[START OF Source passage]

NOTE 1 Ideally, tube samplers cause as little remoulding and disturbance as possible when forced into the ground. However, BS EN ISO 22475-1:2006, Table 2 indicates that quality Class 1 samples from an open-tube sampler are normally only achievable with a thin-walled type.

NOTE 2 The tube design controls the degree of disturbance. The sampling procedure (see 25.4.2) is also an important factor in controlling sample disturbance. General geometry

The open-tube samplers should conform to BS EN ISO 22475-1.

NOTE 1 BS EN ISO 22475-1 requires a length to diameter ratio of less than 20; commonly used samplers in the UK fulfil this requirement. The most common samplers are about 450 mm long and nominally 100 mm in diameter. Smaller diameter samplers (about 50 mm or 75 mm and generally of the type where the cutting shoe is not detachable) are also used in the UK.

NOTE 2 The longest sample tube in general use in the UK is 1 m (for an hydraulic piston sampler, see 25.5). For a 100 mm diameter tube this is still comfortably within the BS EN ISO 22475-1 length to diameter ratio criterion. Detailed geometry

The cutting shoe, if used, should be of a design similar to that shown in Figure 1 and BS EN ISO 22475-1:2006, Figure 4. The cutting shoe (or sharpened edge) should embody the following features (see BS EN ISO 22475-1:2006, 3.3.11, 3.3.12, Figure 1 and

  • a) Edge taper angle. For a thin-walled sampler this should not exceed 5 degrees. However, close to the cutting edge the angle should be increased to 20 degrees or 30 degrees in order to avoid an easily damaged feather edge (see Hvorslev, 1948 [28] and some figures in BS EN ISO 22475-1:2006, Annex C).
  • b) Area ratio. The area ratio represents the volume of soil displaced by the sampler in proportion to the volume of the sample (see Figure 1). It should be kept as small as possible consistent with the strength requirements of the sample tube. For a thin-walled sampler it should be less than 15%.
  • c) Inside clearance. The internal diameter of the cutting shoe, D1, should be slightly less than that of the sample tube, D3, to allow for slight elastic expansion of the sample as it enters the tube, reducing frictional drag from the inside wall of the tube and helping to retain the sample. A large inside clearance should be avoided since it would permit the sample to expand, thereby increasing the disturbance. For a thin-walled sampler it should be less than 0,5%.

NOTE In addition to a) and b) above, BS EN ISO 22475-1:2006, allows for taper angles of between 5 degrees and 15 degrees and an area ratio of up to 25% but only if it can be demonstrated that the sample quality class is not affected. It also notes that for area ratios exceeding 15% the angle of the cutting edge decreases as the wall thickness increases

Outside clearance is defined in BS EN ISO 22475-1:2006, 3.3.13 but no quantitative criteria are set. The outside diameter of the cutting shoe should be kept to a minimum, without being less than the outside diameter of the sampler. Wall friction

In addition to a suitable inside clearance (see, wall friction should be reduced by maintaining a clean, smooth finish to the inside of the tube. A lubricant may be used within the sampler but it should not change the character of or contaminate the sample or the ground.

[END OF Source passage]
[START OF Provided records]

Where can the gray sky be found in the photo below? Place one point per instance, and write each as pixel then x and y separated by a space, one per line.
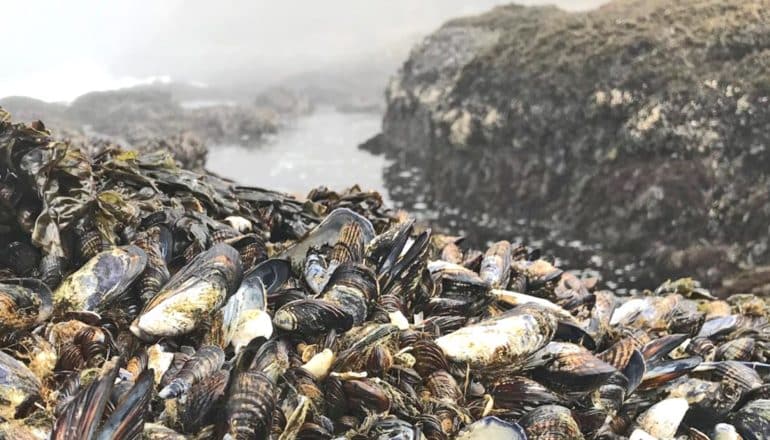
pixel 56 50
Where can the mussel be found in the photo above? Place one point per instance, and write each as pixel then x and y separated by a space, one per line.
pixel 192 295
pixel 24 302
pixel 101 282
pixel 502 342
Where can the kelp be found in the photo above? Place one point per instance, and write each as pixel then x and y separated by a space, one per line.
pixel 60 176
pixel 47 187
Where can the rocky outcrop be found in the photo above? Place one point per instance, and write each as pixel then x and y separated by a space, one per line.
pixel 141 114
pixel 643 126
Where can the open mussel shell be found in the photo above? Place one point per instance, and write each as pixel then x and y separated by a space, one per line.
pixel 100 282
pixel 753 420
pixel 664 372
pixel 500 342
pixel 365 395
pixel 312 316
pixel 191 295
pixel 550 422
pixel 519 395
pixel 496 264
pixel 245 315
pixel 741 349
pixel 272 273
pixel 206 360
pixel 492 428
pixel 663 419
pixel 199 405
pixel 248 411
pixel 570 367
pixel 19 387
pixel 327 233
pixel 352 287
pixel 24 302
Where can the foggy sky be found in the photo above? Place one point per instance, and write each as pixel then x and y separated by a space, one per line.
pixel 56 50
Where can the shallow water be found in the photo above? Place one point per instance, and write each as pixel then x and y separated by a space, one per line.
pixel 322 149
pixel 318 149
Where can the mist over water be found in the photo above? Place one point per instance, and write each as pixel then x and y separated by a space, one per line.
pixel 317 149
pixel 65 49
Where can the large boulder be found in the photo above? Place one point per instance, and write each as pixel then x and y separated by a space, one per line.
pixel 643 126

[END OF Provided records]

**Directives**.
a – Using the passage on open-tube samplers, decide whether each statement agrees with it, answering yes or no and quoting the words that settle it:
(i) For a thin-walled sampler, the area ratio should be less than 15%.
(ii) The longest sample tube in general use in the UK is 2 m.
(iii) A large inside clearance is recommended so the sample can expand.
b – Answer from the passage on open-tube samplers:
(i) About how long are the most common samplers?
(ii) What length to diameter ratio does BS EN ISO 22475-1 require?
(iii) For a thin-walled sampler, what edge taper angle should not be exceeded?
The records are separate material, apart from the text on open-tube samplers.

**The solutions**.
a –
(i) Yes: "For a thin-walled sampler it should be less than 15%."
(ii) No: "The longest sample tube in general use in the UK is 1 m"
(iii) No: "A large inside clearance should be avoided since it would permit the sample to expand, thereby increasing the disturbance."

b –
(i) About 450 mm
(ii) Less than 20
(iii) 5 degrees